#### Text:

· · ·

The Villianelle is an extremely tight form with French origin. The beauty of the Villianelle falls within how the poet uses two repetitive refrains.

Not only is this the beauty of the poem but also it's biggest challenge. Due to these refrains being repeated throughout the poem they must be memorable and fit into the puzzle of the poem.

The Villianelle is made of nineteen lines divided into six stanzas. The six stanzas are broken down into four tercets and two quatrains. The poem centers on the turning of two rhymes and two refrains as discussed above. The refrains consist of lines one and three in the first stanza and three and four in the last.

The rhyme scheme is as follows:

Stanza 1 - (A1)b(A2)

Stanza 2 - ab(A1)

Stanza 3 - ab(A2)

Stanza 4 - ab(A1)

Stanza 5 - ab(A2)

Stanza 6 - ab(A1)(A2)

· · ·

#### Dataset extract:

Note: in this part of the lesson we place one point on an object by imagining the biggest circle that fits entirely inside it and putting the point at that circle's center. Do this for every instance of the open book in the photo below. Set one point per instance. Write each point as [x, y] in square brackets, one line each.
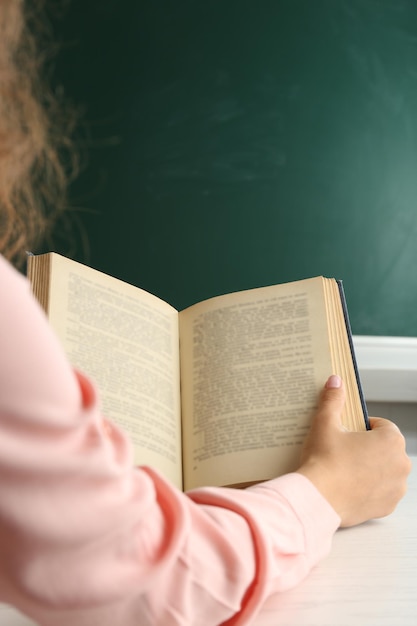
[220, 393]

· · ·

#### Required task 1:
Reproduce the stretch of the villanelle passage from "The Villianelle is made" through "Stanza 4 - ab(A1)".
#### Required task 2:
Please answer these questions on the villanelle passage:
(a) What is the origin of the villanelle?
(b) How many lines make up a villanelle?
(c) Which lines of the last stanza are the refrains?
#### Required task 3:
Carry the villanelle passage on from its final line.
The material has no role in this work.

#### Task response 1:
The Villianelle is made of nineteen lines divided into six stanzas. The six stanzas are broken down into four tercets and two quatrains. The poem centers on the turning of two rhymes and two refrains as discussed above. The refrains consist of lines one and three in the first stanza and three and four in the last.

The rhyme scheme is as follows:

Stanza 1 - (A1)b(A2)

Stanza 2 - ab(A1)

Stanza 3 - ab(A2)

Stanza 4 - ab(A1)

#### Task response 2:
(a) French
(b) Nineteen
(c) Lines three and four

#### Task response 3:
(A1)=First Refrain

(A2)=Second Refrain

The lines may be of any length.

The magic of the Villianelle as you will see below lies within the refrain as I have described above. The choice of refrain and rhyme in the Villianelle can either make or break the poem. The poems I have included below display a great mastery of the use of repitition through refrain.

Theodore Reothke

Theodore Reothke

The Waking

"I wake to sleep, and take my waking slow.

I feel my fate in what I cannot fear.

I learn by going where I have to go.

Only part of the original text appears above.